Alberto Granado - Career in Cuba

Career in Cuba

After the victory of the Cuban Revolution in 1959, Granado was invited to Havana by Guevara, who for all intents and purposes had risen to become second-in-command under Fidel Castro. Thus in 1960, Granado visited Cuba for the first time on Guevara's invitation. A year later, he moved there with his family to take up a post as professor of biochemistry at the School of Medicine of the University of Havana. Later that year, he was one of the founders of the Institute for Basic and Pre-Clinical Sciences. In 1962, he founded the Faculty of Medicine at the University of Santiago with a group of colleagues, the second in Cuba. He would serve as a senior professor there until 1974. Granado was thus in part responsible for "one of the undeniable achievements of Castro's government, the training and provision for the population for the first time of large numbers of highly competent doctors."

Between 1975 and 1986, Granado obtained his doctorate in biological sciences and attended the World Congress on Genetics in Moscow. He also attended the Congress on Polymorphism in Leningrad and became centrally involved in the development of Holstein Tropical cattle breeds. In 1978, he published his account of his and Guevara's 1951–1952 tour of South America, named Con el Che por Sudamerica, in Spanish, Italian and French.

☆ ☆ ☆ ☆ ☆ ☆ ☆

▸ What is expected
Continue the passage on Alberto Granado's career in Cuba, picking up after its final sentence. The data that comes next plays no part in the work.

[Image point grounding data]
☆ ☆ ☆ ☆ ☆ ☆ ☆

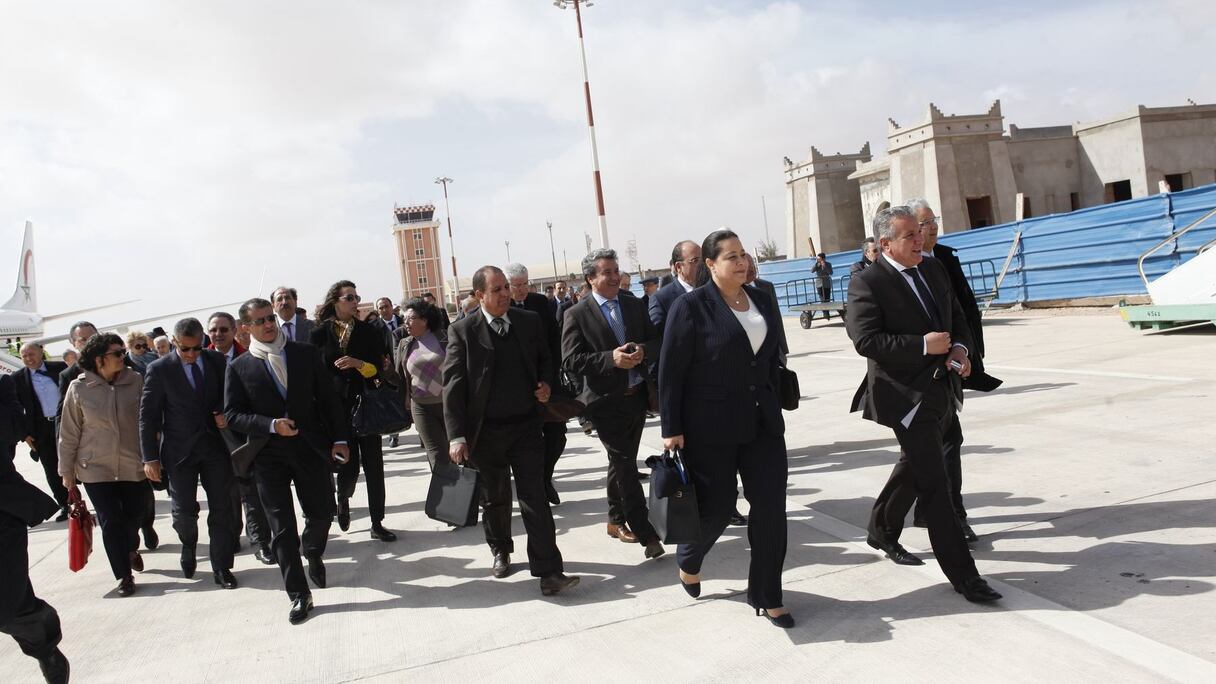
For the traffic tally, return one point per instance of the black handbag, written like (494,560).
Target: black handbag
(673,500)
(452,494)
(380,410)
(789,391)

☆ ☆ ☆ ☆ ☆ ☆ ☆

▸ Answer space
Between 1986 and 1990, he took part in the creation of the Cuban Genetics Society and was appointed its president.

Between 1991 and 1994, he devoted his time to validation and methodology of his previous research in universities in Venezuela and Spain before his retirement in 1994. In 1997, he joined the campaign for solidarity with Cuba and promotion of Guevara's ideas at home and abroad.

Between 2002 and 2003, he was an on-set advisor to Walter Salles' The Motorcycle Diaries, based upon Granado's Con el Che por Sudamerica and Guevara's own account, published posthumously in 1967. Granado made a cameo appearance as himself in the epilogue of the film. The first English-language edition of Granado's account was published in 2003, entitled Travelling with Che Guevara: The Making of a Revolutionary.